### Directions for this task
Count the lines in the material below that contain the string "column". Reply with that number alone.

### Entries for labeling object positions

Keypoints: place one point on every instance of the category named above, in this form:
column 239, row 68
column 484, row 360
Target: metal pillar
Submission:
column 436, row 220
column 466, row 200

==

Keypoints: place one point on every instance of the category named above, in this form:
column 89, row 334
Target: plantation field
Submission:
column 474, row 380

### Worked solution
6